> _Your objective_
Starting with the line containing "Task: indicate the sandy" and going on through the line containing "Task: indicate the boulder", return the lines of the data below exactly, and only those.

(Supplied records Opens)

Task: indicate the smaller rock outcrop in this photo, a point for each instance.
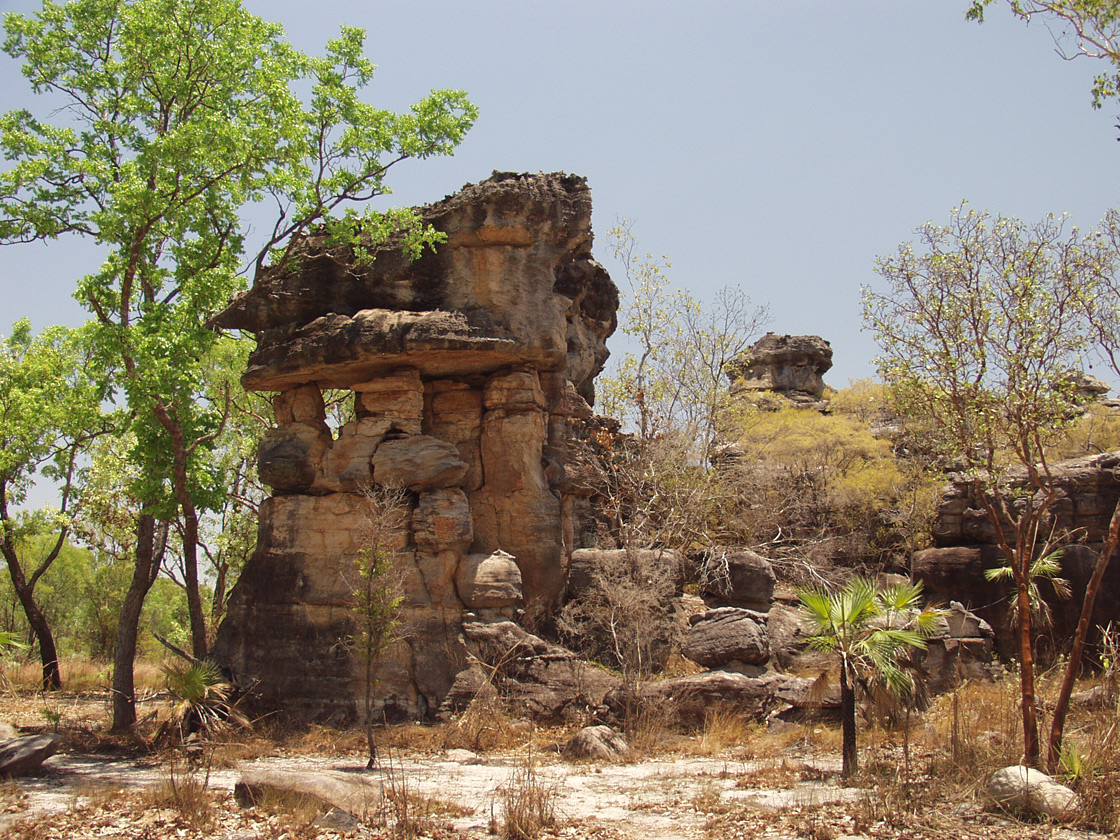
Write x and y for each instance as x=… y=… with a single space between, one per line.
x=25 y=755
x=1027 y=791
x=547 y=681
x=727 y=637
x=346 y=792
x=597 y=744
x=737 y=578
x=791 y=365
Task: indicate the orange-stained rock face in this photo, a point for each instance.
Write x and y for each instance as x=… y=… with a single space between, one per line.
x=472 y=371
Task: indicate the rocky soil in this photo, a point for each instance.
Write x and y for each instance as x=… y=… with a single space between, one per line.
x=742 y=791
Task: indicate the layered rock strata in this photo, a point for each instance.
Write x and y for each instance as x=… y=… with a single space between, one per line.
x=470 y=374
x=791 y=365
x=967 y=546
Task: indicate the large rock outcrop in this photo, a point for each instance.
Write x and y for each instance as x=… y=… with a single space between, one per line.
x=966 y=546
x=472 y=374
x=792 y=365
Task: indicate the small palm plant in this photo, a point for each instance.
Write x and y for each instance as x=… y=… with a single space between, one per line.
x=202 y=699
x=868 y=630
x=1048 y=567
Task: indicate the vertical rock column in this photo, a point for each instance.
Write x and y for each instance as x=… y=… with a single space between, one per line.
x=515 y=510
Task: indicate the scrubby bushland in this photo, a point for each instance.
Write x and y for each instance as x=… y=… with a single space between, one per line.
x=829 y=487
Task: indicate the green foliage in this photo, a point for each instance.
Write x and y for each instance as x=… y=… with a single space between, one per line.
x=177 y=114
x=1081 y=28
x=378 y=593
x=1047 y=567
x=869 y=631
x=833 y=479
x=980 y=330
x=673 y=383
x=869 y=628
x=202 y=699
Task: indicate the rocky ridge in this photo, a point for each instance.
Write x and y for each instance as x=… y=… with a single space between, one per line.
x=472 y=372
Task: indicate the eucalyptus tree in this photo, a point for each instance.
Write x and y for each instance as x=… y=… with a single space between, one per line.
x=49 y=413
x=176 y=115
x=982 y=330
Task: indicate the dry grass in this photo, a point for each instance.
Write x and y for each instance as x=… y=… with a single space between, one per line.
x=80 y=675
x=485 y=726
x=722 y=731
x=528 y=804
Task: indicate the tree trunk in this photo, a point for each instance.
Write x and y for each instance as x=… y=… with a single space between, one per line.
x=1062 y=707
x=48 y=654
x=182 y=488
x=25 y=590
x=150 y=544
x=190 y=578
x=848 y=720
x=1030 y=746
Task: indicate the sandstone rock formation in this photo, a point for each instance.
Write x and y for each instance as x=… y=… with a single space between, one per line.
x=966 y=546
x=737 y=578
x=472 y=371
x=792 y=365
x=727 y=637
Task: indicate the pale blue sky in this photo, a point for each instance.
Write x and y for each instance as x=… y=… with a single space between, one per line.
x=776 y=146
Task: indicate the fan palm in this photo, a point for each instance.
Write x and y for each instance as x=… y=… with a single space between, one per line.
x=201 y=699
x=868 y=630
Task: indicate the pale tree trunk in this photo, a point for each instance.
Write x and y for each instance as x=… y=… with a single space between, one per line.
x=1062 y=707
x=850 y=765
x=151 y=541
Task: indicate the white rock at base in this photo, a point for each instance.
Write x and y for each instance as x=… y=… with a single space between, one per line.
x=1025 y=789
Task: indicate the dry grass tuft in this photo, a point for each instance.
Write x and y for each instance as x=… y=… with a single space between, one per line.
x=528 y=804
x=725 y=729
x=485 y=726
x=406 y=813
x=80 y=674
x=187 y=792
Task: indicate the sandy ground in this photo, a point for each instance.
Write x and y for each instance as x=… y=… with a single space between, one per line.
x=653 y=800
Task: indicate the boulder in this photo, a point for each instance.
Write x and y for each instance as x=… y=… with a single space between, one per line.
x=787 y=364
x=488 y=581
x=597 y=744
x=472 y=371
x=962 y=650
x=419 y=463
x=25 y=755
x=785 y=628
x=1027 y=791
x=727 y=635
x=691 y=699
x=347 y=792
x=737 y=578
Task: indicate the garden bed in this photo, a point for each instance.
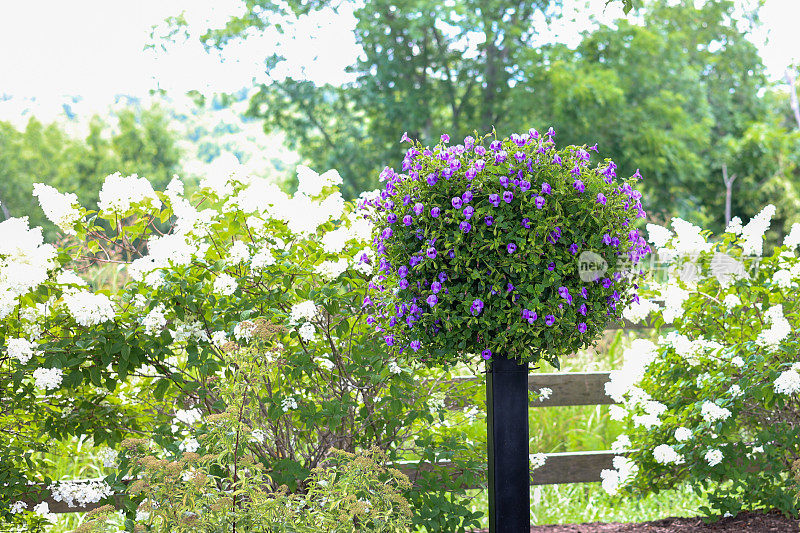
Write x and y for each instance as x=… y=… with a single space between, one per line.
x=745 y=522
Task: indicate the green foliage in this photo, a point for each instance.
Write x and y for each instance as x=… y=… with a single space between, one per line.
x=487 y=241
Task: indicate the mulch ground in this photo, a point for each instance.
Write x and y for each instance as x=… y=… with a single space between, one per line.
x=743 y=523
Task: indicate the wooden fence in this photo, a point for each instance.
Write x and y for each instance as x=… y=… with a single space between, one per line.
x=569 y=389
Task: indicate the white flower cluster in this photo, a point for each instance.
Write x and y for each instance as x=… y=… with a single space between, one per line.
x=225 y=284
x=119 y=193
x=788 y=382
x=712 y=412
x=89 y=309
x=753 y=232
x=612 y=480
x=779 y=329
x=80 y=493
x=666 y=454
x=188 y=416
x=48 y=378
x=288 y=404
x=21 y=349
x=62 y=210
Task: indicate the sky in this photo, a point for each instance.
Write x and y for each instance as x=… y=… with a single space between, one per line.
x=95 y=48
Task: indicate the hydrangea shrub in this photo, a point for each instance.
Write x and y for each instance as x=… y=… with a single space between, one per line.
x=479 y=246
x=715 y=400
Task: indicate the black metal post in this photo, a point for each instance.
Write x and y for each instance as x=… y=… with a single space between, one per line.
x=507 y=440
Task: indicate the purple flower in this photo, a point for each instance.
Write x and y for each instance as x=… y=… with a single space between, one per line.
x=477 y=307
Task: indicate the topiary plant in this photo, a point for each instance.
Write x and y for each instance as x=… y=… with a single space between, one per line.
x=487 y=249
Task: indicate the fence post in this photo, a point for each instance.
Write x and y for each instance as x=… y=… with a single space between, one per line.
x=507 y=443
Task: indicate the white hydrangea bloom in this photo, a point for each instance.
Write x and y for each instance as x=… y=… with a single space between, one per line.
x=62 y=210
x=238 y=253
x=658 y=235
x=330 y=270
x=793 y=238
x=788 y=382
x=48 y=378
x=682 y=434
x=304 y=310
x=713 y=457
x=154 y=321
x=21 y=349
x=225 y=284
x=779 y=329
x=188 y=416
x=307 y=331
x=666 y=454
x=119 y=193
x=244 y=330
x=753 y=232
x=711 y=412
x=89 y=309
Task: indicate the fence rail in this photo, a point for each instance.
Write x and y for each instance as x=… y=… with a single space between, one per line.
x=568 y=389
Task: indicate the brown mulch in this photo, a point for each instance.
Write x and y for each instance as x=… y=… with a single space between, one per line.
x=772 y=522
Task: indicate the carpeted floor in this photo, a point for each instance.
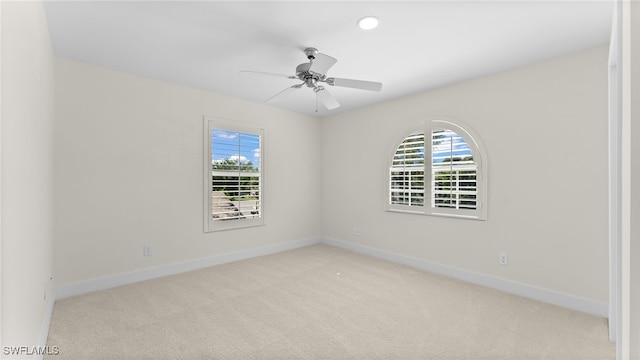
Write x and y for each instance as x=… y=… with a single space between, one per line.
x=319 y=302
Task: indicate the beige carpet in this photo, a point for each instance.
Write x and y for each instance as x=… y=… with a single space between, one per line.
x=319 y=302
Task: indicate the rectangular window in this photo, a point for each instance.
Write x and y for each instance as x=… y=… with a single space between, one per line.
x=233 y=175
x=453 y=172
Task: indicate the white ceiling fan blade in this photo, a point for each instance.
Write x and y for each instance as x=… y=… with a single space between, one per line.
x=283 y=93
x=355 y=84
x=322 y=63
x=267 y=74
x=326 y=98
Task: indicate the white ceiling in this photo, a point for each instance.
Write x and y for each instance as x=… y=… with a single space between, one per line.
x=419 y=45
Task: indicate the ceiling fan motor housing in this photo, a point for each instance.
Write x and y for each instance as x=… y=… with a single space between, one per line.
x=309 y=77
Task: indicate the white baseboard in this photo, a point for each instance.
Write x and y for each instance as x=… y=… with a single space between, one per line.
x=515 y=288
x=108 y=282
x=46 y=322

(Supplied records Closes)

> _Written reply_
Task: indicate the sandy ground in this photo, a point for each instance.
Write x and y for each instance as x=… y=… with a single space between, one per line.
x=653 y=800
Task: indicate the boulder in this photo, a point for each instance.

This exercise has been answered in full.